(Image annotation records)
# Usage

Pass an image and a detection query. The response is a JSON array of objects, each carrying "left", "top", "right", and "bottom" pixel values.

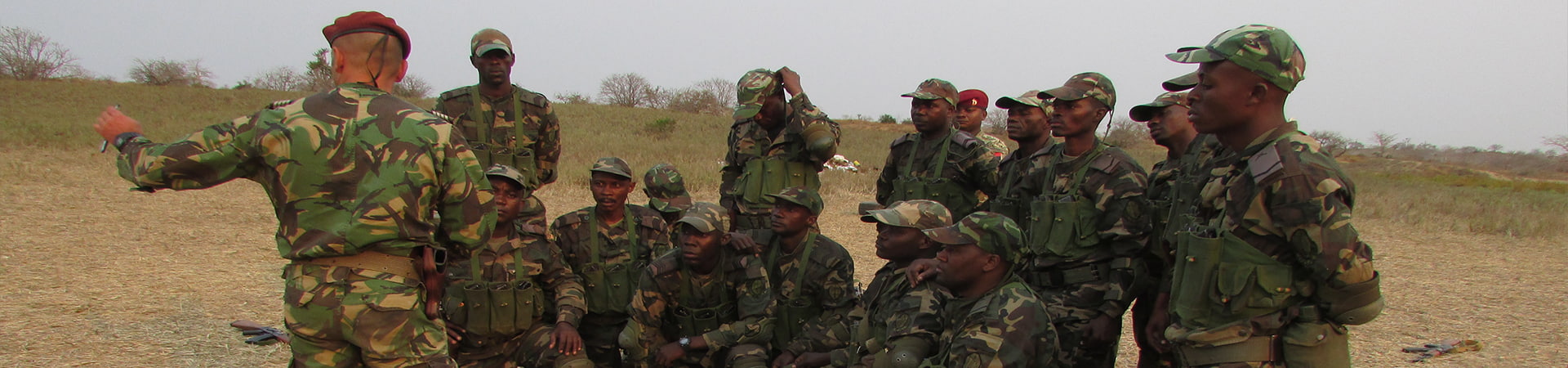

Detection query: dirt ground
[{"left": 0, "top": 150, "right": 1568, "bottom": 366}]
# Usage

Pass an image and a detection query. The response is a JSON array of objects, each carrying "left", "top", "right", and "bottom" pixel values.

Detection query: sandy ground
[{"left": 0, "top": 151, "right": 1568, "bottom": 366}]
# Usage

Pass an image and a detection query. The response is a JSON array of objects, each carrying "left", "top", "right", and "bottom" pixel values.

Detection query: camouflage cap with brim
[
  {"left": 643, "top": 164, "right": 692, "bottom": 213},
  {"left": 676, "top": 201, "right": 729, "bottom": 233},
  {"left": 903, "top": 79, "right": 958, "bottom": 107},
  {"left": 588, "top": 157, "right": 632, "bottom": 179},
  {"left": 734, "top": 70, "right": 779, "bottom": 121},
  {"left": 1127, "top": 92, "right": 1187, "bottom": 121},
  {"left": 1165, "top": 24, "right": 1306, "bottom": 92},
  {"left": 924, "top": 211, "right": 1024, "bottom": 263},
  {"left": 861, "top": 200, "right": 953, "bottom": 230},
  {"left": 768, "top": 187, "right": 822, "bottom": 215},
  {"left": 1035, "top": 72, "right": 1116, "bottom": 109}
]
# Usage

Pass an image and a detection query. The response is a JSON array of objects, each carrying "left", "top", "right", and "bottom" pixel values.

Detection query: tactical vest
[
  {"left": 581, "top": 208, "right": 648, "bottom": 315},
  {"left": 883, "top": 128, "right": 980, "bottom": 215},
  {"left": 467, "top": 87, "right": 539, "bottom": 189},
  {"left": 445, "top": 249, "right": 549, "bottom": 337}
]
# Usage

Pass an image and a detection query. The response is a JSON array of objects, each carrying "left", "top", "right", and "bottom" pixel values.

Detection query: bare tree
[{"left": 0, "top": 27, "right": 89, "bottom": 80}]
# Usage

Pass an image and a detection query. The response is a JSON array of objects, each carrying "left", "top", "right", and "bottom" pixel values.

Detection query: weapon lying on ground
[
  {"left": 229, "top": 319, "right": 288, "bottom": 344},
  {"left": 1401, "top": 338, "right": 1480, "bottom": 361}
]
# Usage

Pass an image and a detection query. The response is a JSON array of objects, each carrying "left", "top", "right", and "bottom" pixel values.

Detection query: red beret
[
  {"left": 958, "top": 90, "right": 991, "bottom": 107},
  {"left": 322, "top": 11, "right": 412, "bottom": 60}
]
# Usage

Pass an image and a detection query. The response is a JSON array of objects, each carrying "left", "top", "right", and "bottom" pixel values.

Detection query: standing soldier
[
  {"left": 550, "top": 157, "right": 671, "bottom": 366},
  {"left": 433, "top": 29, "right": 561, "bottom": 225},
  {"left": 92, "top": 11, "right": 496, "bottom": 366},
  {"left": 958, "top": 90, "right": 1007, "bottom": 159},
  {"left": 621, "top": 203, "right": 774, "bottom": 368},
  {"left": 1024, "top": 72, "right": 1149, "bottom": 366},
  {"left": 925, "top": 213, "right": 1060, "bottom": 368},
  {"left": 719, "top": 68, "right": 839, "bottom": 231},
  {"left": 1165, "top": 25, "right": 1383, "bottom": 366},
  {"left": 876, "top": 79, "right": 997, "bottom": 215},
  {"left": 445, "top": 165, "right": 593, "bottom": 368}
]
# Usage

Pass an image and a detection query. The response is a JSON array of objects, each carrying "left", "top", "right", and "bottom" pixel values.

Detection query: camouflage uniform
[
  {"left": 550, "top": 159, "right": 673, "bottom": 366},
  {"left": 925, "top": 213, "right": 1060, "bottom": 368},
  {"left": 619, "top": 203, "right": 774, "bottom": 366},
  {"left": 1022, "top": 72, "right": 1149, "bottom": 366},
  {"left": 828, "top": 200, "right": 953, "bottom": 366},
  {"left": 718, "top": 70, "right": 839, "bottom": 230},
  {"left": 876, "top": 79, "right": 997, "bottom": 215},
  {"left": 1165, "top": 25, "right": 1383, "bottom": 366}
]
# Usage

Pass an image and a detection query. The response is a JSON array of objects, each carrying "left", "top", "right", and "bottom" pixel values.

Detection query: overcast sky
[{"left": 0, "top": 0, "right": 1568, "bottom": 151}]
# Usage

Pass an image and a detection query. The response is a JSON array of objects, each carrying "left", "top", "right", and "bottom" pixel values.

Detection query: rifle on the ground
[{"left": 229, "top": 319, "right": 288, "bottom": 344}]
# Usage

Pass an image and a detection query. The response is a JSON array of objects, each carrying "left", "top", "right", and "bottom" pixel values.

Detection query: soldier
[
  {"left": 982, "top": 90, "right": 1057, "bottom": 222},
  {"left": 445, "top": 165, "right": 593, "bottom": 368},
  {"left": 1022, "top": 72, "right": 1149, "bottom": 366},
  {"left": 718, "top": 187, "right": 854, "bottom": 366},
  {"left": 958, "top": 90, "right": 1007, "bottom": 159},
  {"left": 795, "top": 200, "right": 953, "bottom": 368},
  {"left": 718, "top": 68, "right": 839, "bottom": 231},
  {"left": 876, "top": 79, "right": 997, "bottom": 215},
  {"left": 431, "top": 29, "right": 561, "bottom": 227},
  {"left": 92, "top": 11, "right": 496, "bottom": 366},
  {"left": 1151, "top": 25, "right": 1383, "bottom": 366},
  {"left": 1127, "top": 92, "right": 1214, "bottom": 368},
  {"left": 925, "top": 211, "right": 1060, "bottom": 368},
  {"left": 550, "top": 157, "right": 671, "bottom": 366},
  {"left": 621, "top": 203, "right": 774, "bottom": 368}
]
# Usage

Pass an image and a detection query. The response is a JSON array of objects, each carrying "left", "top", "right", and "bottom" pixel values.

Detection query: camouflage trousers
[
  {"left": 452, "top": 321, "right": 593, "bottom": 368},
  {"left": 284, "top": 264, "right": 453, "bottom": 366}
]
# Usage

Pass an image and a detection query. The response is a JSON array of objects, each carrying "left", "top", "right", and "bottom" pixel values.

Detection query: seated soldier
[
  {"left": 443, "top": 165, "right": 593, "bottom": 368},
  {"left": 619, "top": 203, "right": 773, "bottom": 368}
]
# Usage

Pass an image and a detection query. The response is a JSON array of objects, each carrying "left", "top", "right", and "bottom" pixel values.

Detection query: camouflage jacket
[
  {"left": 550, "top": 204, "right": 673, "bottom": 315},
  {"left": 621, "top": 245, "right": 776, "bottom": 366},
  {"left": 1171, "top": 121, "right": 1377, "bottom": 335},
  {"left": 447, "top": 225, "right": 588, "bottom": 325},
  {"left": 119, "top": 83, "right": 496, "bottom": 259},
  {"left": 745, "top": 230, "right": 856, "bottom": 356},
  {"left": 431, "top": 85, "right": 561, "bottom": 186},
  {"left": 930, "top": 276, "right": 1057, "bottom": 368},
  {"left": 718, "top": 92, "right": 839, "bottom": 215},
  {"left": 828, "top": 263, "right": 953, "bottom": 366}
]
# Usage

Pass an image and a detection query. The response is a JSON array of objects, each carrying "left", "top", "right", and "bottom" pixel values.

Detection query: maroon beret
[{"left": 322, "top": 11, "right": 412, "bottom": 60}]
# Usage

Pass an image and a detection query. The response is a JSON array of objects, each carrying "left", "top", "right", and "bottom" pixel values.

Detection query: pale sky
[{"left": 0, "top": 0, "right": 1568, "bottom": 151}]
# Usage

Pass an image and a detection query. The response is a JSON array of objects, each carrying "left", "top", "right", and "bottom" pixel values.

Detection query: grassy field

**What needs to be done**
Show every line of the records above that contains the word "soldier".

**Correct answer**
Detection query: standing soldier
Detection query: soldier
Detection query: seated soldier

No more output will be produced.